Task statement -
Copy out all of the data below verbatim, leaving out the pictures.

Records for the task -
----

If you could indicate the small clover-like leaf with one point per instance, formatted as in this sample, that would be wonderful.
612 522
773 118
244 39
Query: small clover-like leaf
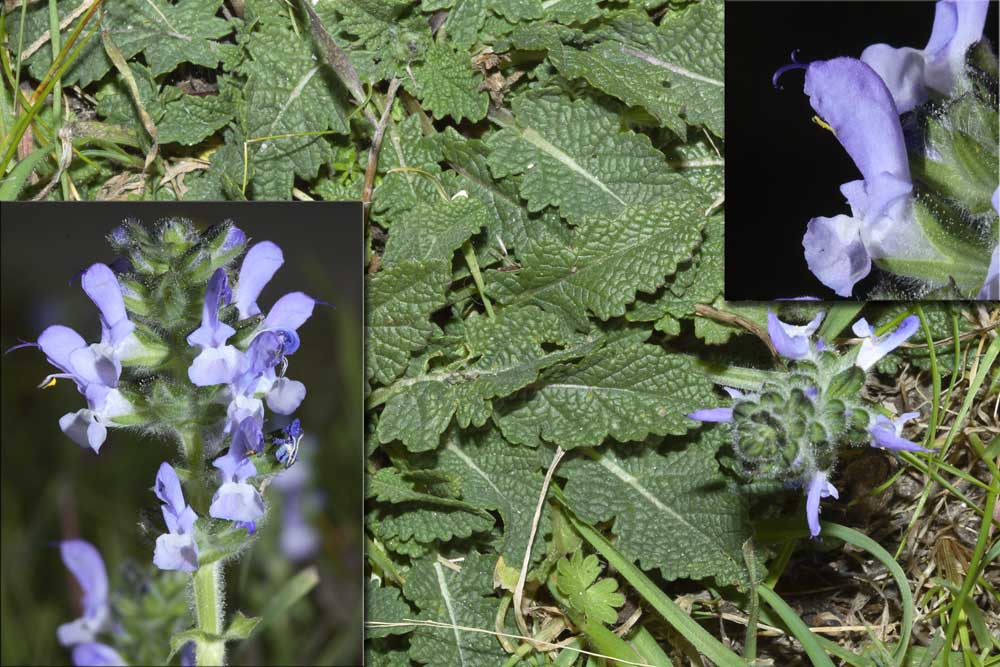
578 581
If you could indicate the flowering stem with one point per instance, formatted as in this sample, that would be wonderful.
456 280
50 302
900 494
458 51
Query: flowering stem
208 597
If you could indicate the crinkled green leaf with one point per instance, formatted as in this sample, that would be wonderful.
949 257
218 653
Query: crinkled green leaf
571 11
433 231
399 301
626 390
675 70
190 119
166 33
499 476
409 167
608 259
578 581
573 155
509 352
510 225
379 653
447 85
697 281
386 604
673 509
458 599
388 27
289 98
428 520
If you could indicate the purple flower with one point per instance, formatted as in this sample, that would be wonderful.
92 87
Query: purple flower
875 347
258 377
819 487
87 566
177 549
95 654
217 363
713 415
237 500
289 312
852 98
260 264
298 539
910 73
886 432
791 341
94 368
835 253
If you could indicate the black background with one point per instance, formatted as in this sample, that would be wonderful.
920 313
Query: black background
781 168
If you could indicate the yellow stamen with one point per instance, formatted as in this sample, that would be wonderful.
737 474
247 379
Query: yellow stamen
822 123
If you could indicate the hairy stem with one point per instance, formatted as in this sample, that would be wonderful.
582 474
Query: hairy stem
208 597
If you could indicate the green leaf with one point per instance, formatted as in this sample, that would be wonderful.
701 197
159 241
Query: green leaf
459 599
672 510
417 155
287 92
675 70
433 231
571 11
400 299
408 512
447 85
190 119
380 653
497 475
166 33
508 221
241 627
387 27
578 581
627 390
607 260
573 156
509 351
386 604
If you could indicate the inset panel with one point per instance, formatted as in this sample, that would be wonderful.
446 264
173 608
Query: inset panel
182 430
875 176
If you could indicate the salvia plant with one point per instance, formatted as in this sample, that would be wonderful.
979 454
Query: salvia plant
921 127
792 428
187 356
543 187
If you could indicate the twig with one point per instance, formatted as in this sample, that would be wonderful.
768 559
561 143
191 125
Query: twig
338 60
408 622
372 167
523 576
40 42
65 157
733 319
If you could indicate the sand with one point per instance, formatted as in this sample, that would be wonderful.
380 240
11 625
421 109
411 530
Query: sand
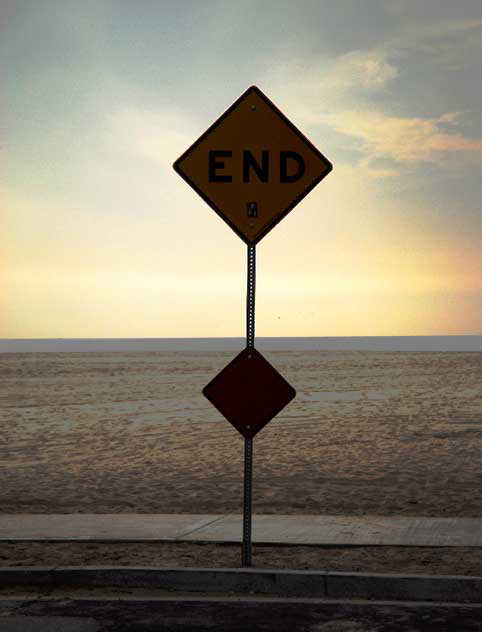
368 433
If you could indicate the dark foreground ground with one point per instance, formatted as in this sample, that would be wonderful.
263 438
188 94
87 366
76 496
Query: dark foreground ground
234 615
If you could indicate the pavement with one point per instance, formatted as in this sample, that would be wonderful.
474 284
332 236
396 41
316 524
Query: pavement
267 529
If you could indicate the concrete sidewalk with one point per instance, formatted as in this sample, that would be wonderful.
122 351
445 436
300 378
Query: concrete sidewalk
267 529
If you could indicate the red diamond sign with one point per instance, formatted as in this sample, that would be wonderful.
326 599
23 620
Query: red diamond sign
252 166
249 392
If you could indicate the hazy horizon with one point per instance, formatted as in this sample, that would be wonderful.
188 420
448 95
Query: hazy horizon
460 343
101 237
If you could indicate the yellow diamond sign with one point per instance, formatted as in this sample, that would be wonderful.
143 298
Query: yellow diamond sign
252 166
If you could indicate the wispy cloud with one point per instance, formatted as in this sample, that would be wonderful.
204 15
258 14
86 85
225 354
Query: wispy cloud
404 140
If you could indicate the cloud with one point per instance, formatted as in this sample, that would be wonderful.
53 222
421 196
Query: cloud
403 139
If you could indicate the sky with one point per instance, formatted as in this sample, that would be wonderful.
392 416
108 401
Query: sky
99 237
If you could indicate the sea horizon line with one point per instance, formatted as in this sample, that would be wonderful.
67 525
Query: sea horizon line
427 343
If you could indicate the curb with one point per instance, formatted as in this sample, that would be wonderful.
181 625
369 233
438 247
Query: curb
307 584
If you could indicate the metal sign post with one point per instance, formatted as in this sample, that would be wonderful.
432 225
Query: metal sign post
248 442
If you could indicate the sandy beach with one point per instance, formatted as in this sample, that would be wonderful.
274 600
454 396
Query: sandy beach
368 433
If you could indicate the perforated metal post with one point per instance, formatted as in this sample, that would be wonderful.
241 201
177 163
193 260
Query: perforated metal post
248 443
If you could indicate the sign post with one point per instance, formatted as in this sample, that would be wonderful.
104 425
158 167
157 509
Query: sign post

----

The response -
If you could indicate the small clover-like leaf with one point per instance, formatted as in this sample, that would be wonderful.
612 522
773 118
244 39
Query: small clover-like leaf
578 581
If you could indicate the flowering stem with one point per instance, formatted as in this sample, that would be wonderful.
456 280
50 302
900 494
458 51
Query: flowering stem
208 597
If you could indicate the crinkled green leaf with one point per instance, formatted as in this sample, that would be wonderful.
949 257
218 653
Query: crinkled green leaf
571 11
433 231
399 301
626 390
675 70
190 119
166 33
499 476
409 167
608 259
578 581
573 155
509 352
510 225
379 653
447 85
697 281
386 604
673 509
458 599
388 27
289 98
428 520
If you could indicate the purple flower with one point per instance, formatted as in this sample, that would be wonderful.
92 87
Query: purple flower
875 347
258 377
819 487
87 566
177 549
95 654
217 363
713 415
237 500
289 312
852 98
260 264
298 539
910 73
886 432
791 341
94 368
835 253
If you could indicate the black background with one point per instance, formatted as in this sample, that would be wonderful.
920 313
Query: black background
781 168
If you could indicate the yellow stamen with one point per instance, formatted as in this sample, that would be wonderful.
737 474
247 379
Query: yellow stamen
822 123
If you could indicate the hairy stem with one point per instance, formatted as in this sample, that would be wonderful.
582 474
Query: hairy stem
208 597
If you could indicate the green leaf with one point per instance, formatted as in this sample, that would be wonderful.
701 197
159 241
Query: green leaf
459 599
672 510
417 155
287 92
675 70
433 231
571 11
400 299
408 512
447 85
190 119
380 653
497 475
166 33
508 221
241 627
387 27
578 581
627 390
607 260
573 156
509 351
386 604
If you could indicate the inset panel with one point per instance, formatted as in this sample, that would be wonderful.
446 264
173 608
Query: inset panel
182 430
875 176
If you could indicate the salvia plant with one point per instance, formatted as in this sample, that would be wonderful.
979 454
Query: salvia plant
921 127
792 428
187 356
543 187
If you could indicate the twig with one point per instance, formatted as in this sample, that would be wonderful.
768 559
561 143
191 125
Query: twig
338 60
408 622
372 167
523 576
40 42
65 157
733 319
If you could indicate the sand with one point per instance, formatted as in this sample, that would be wonderful.
380 240
11 625
421 109
411 530
Query: sand
368 433
If you could indicate the dark foreground ground with one point per instance, formatted as in this sample, that would be wonderful.
263 438
188 94
87 366
76 496
Query: dark foreground ground
234 615
If you could indicate the pavement with one point per instance, formatted as in this sample, that would be wonderful.
474 284
332 236
396 41
316 524
Query: pavement
267 529
If you could indicate the concrete sidewalk with one point per instance, formatted as in this sample, that would be wonderful.
122 351
445 436
300 378
Query: concrete sidewalk
267 529
If you could indicate the red diamond sign with one point per instance, formatted as in this sample, that would be wonderful.
326 599
23 620
Query: red diamond sign
252 166
249 392
If you could indicate the hazy horizon with one point per instance, formatted as in this sample, that would be wonderful.
188 420
448 95
Query: hazy horizon
460 343
101 237
If you could indicate the yellow diamond sign with one point per instance, formatted as in this sample, that would be wonderful.
143 298
Query: yellow diamond sign
252 166
If you could indicate the wispy cloud with one point per instance, formatted as in this sample, that would be wonderful.
204 15
258 14
86 85
225 354
Query: wispy cloud
404 140
If you could indicate the cloud with one point per instance, formatted as in this sample, that would be wonderful.
53 222
421 196
Query: cloud
403 139
If you could indicate the sky with one point per instance, formatted as in this sample, that would be wonderful.
392 416
108 401
Query: sky
99 237
If you could indicate the sea horizon line with one point per instance, formatted as in this sample, that would be wonderful.
67 525
Query: sea horizon line
427 343
If you could indicate the curb with one point per instance, formatted as in this sample, that would be wonderful.
181 625
369 233
438 247
Query: curb
307 584
If you could indicate the metal sign post with one point per instance, formatted as in this sample, that would be wonderful.
432 225
Query: metal sign post
248 442
If you could indicate the sandy beach with one point per instance, formatted as in this sample, that would be wonderful.
274 600
454 396
Query: sandy beach
368 433
If you could indicate the perforated metal post with one point per instance, formatted as in this sample, that would be wonderful.
241 201
177 163
193 260
Query: perforated metal post
248 443
If you could indicate the sign post with one point per instance, formatted as in this sample, that would be wonderful.
104 425
158 167
157 509
Query: sign post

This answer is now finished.